Work instructions →
Copy only what runs from the line containing "of the shoulder" to the last line, both included, keeping it exact and omitting pictures.

Input for this task →
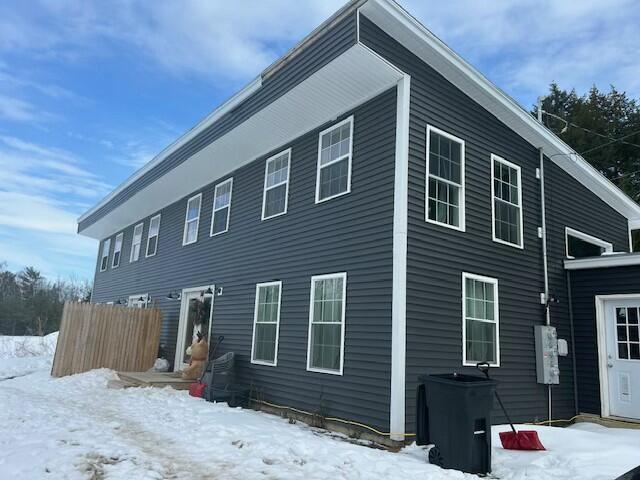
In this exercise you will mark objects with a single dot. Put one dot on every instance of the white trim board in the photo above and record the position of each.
(568, 231)
(399, 292)
(612, 260)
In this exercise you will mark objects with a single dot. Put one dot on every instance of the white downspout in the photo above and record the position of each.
(544, 245)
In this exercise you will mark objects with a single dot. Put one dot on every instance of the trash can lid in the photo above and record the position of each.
(457, 379)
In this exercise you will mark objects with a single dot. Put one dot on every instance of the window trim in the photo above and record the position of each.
(255, 321)
(133, 239)
(145, 296)
(462, 226)
(186, 223)
(315, 278)
(608, 247)
(265, 189)
(157, 235)
(214, 210)
(518, 169)
(348, 157)
(115, 243)
(107, 242)
(496, 316)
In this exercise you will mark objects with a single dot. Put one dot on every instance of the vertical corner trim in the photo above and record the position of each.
(399, 296)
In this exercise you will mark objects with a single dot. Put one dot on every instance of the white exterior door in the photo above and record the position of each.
(196, 312)
(622, 327)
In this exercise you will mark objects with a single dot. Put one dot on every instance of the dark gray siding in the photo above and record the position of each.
(569, 204)
(437, 256)
(352, 233)
(585, 285)
(324, 49)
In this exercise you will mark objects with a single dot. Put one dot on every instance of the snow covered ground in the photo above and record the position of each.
(76, 428)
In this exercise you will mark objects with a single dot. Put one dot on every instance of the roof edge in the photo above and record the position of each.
(396, 10)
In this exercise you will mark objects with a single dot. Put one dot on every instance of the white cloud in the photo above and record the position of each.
(18, 110)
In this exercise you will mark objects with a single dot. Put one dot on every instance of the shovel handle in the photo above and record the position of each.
(484, 368)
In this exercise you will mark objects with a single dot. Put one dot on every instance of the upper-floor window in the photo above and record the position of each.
(104, 257)
(480, 325)
(117, 250)
(506, 190)
(445, 179)
(276, 185)
(221, 207)
(136, 241)
(579, 245)
(326, 323)
(266, 321)
(192, 220)
(138, 301)
(334, 161)
(152, 236)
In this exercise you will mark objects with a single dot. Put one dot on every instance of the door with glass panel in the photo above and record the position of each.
(196, 313)
(623, 357)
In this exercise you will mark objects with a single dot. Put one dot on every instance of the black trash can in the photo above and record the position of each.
(454, 414)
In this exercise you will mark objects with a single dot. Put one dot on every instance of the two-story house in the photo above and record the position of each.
(368, 209)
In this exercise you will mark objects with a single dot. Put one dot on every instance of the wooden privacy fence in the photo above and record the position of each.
(106, 336)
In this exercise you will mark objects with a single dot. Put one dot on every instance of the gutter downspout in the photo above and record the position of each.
(544, 243)
(573, 345)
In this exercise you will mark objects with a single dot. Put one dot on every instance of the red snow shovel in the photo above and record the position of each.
(514, 440)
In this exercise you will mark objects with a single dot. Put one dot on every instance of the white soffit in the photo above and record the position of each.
(604, 261)
(349, 80)
(395, 21)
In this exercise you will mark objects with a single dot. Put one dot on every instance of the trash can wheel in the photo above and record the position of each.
(435, 457)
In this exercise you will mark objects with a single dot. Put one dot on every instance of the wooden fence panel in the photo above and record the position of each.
(106, 336)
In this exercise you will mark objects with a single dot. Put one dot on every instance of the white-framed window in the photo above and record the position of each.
(275, 197)
(136, 241)
(192, 220)
(221, 207)
(152, 236)
(117, 250)
(335, 146)
(506, 204)
(580, 245)
(444, 192)
(104, 256)
(325, 351)
(480, 320)
(266, 323)
(138, 301)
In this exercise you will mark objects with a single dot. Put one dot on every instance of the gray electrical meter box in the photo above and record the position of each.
(547, 355)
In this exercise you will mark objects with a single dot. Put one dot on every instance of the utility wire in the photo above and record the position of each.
(585, 129)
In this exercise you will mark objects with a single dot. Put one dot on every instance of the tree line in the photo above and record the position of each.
(30, 304)
(604, 128)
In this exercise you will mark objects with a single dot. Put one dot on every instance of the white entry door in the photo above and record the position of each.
(622, 319)
(196, 312)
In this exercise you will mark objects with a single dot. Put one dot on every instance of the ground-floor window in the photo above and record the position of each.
(480, 325)
(326, 323)
(266, 322)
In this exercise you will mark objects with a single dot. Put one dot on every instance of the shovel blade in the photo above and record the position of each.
(522, 440)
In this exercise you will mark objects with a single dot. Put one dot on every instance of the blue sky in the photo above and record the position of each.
(90, 91)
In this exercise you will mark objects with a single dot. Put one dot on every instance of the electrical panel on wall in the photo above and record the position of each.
(547, 354)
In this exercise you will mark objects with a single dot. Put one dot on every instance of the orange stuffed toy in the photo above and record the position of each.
(199, 352)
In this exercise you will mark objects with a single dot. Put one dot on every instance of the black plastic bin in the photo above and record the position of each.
(454, 414)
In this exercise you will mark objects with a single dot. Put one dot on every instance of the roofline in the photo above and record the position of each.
(228, 105)
(411, 22)
(604, 261)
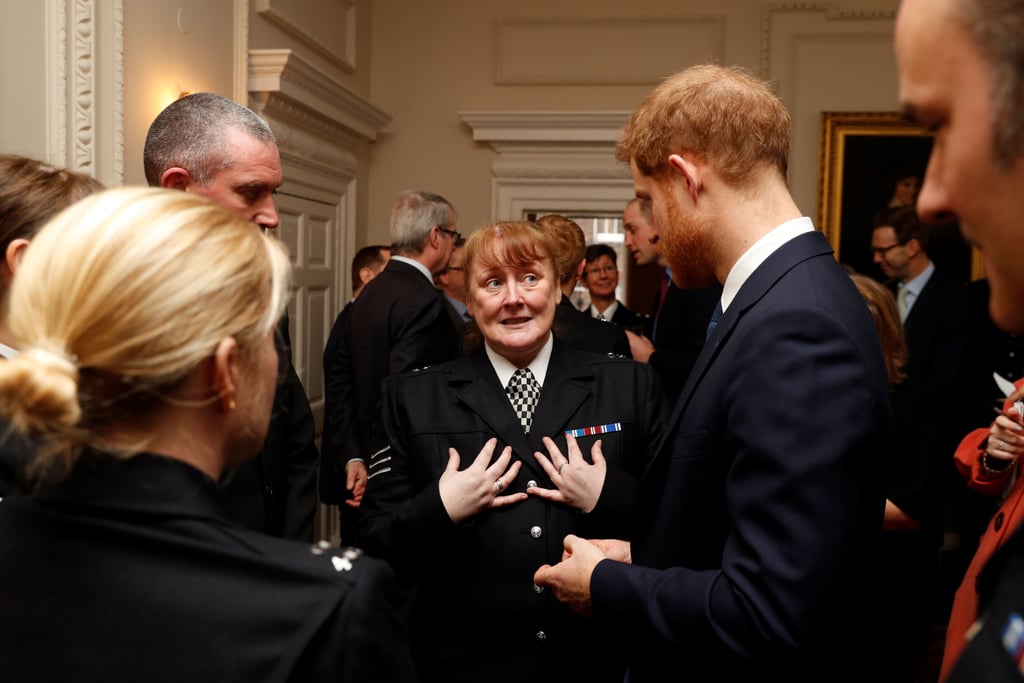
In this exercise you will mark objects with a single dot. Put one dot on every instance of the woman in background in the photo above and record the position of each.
(464, 502)
(912, 523)
(145, 372)
(32, 193)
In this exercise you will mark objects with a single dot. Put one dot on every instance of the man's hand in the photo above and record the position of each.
(579, 483)
(569, 580)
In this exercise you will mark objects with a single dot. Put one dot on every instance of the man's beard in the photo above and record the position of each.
(687, 245)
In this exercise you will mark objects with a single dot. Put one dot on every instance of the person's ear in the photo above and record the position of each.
(690, 172)
(14, 254)
(225, 373)
(176, 178)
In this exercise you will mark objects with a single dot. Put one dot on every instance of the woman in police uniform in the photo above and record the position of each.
(146, 370)
(470, 492)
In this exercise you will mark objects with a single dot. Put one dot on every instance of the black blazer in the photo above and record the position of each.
(132, 568)
(474, 594)
(582, 332)
(275, 493)
(399, 322)
(757, 525)
(678, 333)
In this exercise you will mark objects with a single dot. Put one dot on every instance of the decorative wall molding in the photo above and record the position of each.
(553, 161)
(83, 73)
(579, 50)
(241, 27)
(286, 16)
(86, 87)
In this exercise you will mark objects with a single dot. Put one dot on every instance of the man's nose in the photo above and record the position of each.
(266, 216)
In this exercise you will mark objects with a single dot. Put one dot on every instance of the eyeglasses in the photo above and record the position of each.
(603, 268)
(882, 251)
(456, 235)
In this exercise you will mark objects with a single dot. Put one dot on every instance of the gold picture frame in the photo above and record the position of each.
(860, 154)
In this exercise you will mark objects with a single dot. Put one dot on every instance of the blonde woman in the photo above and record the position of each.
(144, 322)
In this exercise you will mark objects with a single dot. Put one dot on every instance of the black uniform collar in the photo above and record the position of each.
(146, 483)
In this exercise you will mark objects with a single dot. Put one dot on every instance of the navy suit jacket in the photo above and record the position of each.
(678, 333)
(132, 567)
(939, 341)
(755, 545)
(474, 595)
(582, 332)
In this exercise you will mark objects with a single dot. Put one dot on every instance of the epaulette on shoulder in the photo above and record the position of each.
(341, 558)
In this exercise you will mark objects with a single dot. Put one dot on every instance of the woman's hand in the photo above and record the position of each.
(579, 483)
(1005, 440)
(479, 486)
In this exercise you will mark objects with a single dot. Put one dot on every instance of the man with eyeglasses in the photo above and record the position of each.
(398, 323)
(936, 311)
(452, 282)
(600, 276)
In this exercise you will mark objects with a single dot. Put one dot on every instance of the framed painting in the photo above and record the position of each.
(863, 159)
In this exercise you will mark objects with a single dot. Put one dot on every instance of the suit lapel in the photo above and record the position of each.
(761, 281)
(565, 387)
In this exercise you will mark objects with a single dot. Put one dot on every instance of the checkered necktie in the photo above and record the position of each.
(523, 391)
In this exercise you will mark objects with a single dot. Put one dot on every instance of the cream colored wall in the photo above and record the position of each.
(171, 47)
(433, 59)
(24, 113)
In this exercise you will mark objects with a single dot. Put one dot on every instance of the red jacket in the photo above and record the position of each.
(968, 459)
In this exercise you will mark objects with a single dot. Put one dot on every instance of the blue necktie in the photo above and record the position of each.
(715, 317)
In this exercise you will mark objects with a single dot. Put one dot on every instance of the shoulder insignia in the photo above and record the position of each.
(341, 558)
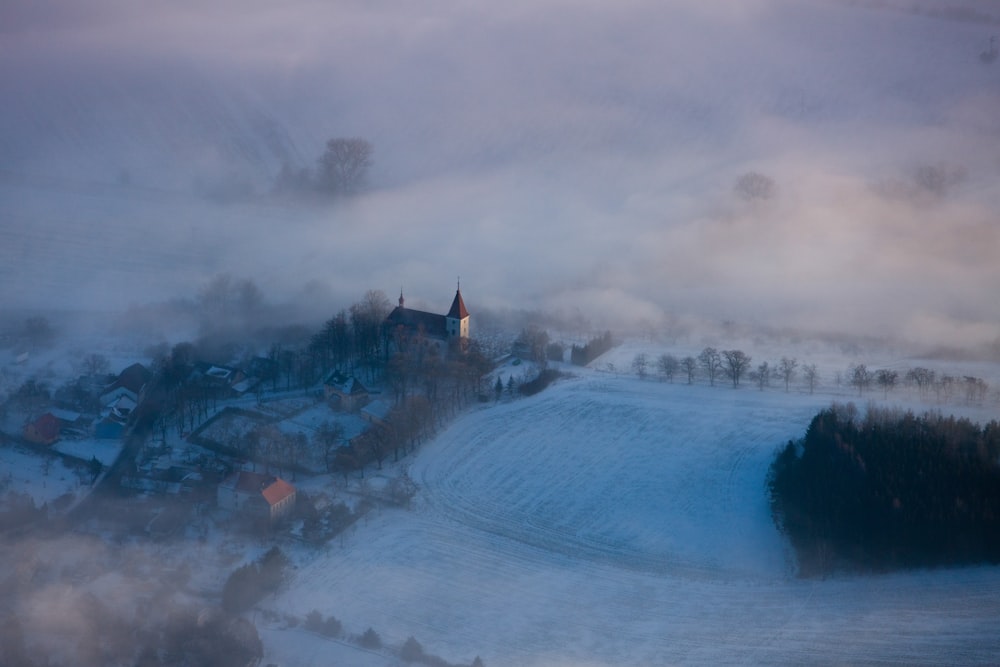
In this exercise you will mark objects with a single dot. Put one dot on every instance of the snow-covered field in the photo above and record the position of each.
(612, 521)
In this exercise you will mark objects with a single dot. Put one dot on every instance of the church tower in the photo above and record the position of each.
(457, 319)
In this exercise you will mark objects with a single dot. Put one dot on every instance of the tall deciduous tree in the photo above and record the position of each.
(690, 366)
(786, 369)
(711, 361)
(343, 168)
(812, 376)
(668, 365)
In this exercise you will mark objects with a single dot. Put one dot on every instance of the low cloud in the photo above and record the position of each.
(555, 155)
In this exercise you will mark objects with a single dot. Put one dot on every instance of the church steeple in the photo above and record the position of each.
(457, 319)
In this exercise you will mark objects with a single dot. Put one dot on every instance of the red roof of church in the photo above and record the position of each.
(458, 310)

Full solution →
In this exercise you will mark objects with a single dot. Put one dot on every instance of the shoulder insignia in the photo above and record the position of each.
(341, 558)
In this exercise you will mark objects with a single dot. Put one dot on every instance of the snow-covered field in the photo above and record the position of each.
(612, 521)
In this exercise you will mark objects with a single dot. Put one dot on every instance of the church tower in the photo above and record the position of each.
(457, 319)
In this exercise you will mark objects with a single dot. Put one dot on every instance of the tall deciduous tree in the photo above and record the position of each.
(690, 366)
(786, 369)
(711, 361)
(343, 168)
(812, 376)
(668, 365)
In this exercise you will mark objects with a single dot. Put one dot on every instance of the low cloud in the photo above and record the position of each.
(555, 155)
In this exercise you will mark objects with a single dot. Put one dot on every instance of the church steeple in the photo above and record the position of each.
(457, 319)
In this exercise you will mark objects with a single dot. Put one dot on every instance of the red roof of church in the photo above and record the position of each.
(458, 310)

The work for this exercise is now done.